TO BE DONE: Locate each line of the rows below that contains the word "metal", and copy those lines out in full.

STORED DATA:
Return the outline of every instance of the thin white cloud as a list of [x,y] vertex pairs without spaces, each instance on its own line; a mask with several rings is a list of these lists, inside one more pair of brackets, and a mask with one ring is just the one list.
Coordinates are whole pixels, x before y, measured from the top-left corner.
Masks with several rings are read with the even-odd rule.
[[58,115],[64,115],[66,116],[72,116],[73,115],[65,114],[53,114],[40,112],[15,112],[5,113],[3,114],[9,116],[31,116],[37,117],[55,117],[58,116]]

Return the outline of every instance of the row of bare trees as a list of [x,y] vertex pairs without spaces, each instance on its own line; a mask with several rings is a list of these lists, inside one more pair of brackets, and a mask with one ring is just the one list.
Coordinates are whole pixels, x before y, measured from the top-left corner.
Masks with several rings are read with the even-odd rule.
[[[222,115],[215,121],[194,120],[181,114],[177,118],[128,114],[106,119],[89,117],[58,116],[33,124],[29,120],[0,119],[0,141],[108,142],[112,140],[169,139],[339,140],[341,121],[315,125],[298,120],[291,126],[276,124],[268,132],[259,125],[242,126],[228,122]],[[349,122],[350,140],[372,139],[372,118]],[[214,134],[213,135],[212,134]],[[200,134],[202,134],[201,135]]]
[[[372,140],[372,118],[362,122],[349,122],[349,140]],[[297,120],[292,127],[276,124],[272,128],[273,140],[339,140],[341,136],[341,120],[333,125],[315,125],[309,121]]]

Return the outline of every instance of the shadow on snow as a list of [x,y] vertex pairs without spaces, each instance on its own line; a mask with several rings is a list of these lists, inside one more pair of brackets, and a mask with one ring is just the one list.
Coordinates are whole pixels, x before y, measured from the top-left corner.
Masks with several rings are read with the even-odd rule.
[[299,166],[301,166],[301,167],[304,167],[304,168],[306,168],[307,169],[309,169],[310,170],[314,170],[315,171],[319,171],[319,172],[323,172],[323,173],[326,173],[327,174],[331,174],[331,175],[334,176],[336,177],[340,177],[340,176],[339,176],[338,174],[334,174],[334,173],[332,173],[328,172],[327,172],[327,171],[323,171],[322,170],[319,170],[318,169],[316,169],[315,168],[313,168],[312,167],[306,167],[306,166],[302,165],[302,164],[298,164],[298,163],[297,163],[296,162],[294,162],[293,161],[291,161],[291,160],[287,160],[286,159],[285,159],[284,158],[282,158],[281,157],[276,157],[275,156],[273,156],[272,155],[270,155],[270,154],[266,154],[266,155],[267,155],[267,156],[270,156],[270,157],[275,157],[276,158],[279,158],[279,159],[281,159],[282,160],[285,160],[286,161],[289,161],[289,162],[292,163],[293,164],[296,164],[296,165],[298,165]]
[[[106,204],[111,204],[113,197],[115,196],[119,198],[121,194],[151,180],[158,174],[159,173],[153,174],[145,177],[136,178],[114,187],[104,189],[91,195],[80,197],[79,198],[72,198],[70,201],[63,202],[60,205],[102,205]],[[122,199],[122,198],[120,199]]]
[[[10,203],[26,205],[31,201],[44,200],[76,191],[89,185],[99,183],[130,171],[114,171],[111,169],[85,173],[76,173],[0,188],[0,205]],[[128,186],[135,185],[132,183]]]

==

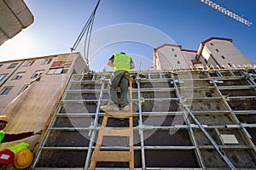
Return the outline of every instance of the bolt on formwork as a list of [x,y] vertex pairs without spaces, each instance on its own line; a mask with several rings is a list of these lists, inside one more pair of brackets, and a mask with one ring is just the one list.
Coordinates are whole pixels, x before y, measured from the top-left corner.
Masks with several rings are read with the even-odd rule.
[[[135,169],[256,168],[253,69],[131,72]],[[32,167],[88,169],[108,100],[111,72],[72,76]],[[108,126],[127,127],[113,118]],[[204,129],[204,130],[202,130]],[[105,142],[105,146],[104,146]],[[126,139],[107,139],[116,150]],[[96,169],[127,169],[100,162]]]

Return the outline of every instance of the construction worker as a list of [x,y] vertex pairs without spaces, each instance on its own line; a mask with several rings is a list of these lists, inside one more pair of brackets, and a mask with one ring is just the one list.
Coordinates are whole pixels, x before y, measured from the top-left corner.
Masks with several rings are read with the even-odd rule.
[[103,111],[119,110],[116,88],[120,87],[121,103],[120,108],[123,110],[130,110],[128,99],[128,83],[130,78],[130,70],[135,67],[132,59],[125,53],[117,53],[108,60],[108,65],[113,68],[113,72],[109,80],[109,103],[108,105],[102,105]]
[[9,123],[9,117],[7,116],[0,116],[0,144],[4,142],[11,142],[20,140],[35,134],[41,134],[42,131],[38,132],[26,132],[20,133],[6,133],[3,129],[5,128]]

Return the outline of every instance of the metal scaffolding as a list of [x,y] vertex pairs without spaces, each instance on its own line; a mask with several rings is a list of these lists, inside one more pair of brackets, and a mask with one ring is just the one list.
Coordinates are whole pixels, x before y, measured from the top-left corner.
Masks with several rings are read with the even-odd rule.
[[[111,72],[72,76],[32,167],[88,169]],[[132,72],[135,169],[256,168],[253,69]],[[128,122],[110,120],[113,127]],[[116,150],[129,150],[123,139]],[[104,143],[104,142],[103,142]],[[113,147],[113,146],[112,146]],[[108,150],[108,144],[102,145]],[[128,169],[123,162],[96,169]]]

EXERCISE SOLUTION:
Return the outline of every instance of the metal scaffolding as a list of [x,y] vertex pairs without spaces, each instance on its own line; a mask with several rings is a list of these lists, inside one more pair of brackets, and a mask with one ring is just the one list.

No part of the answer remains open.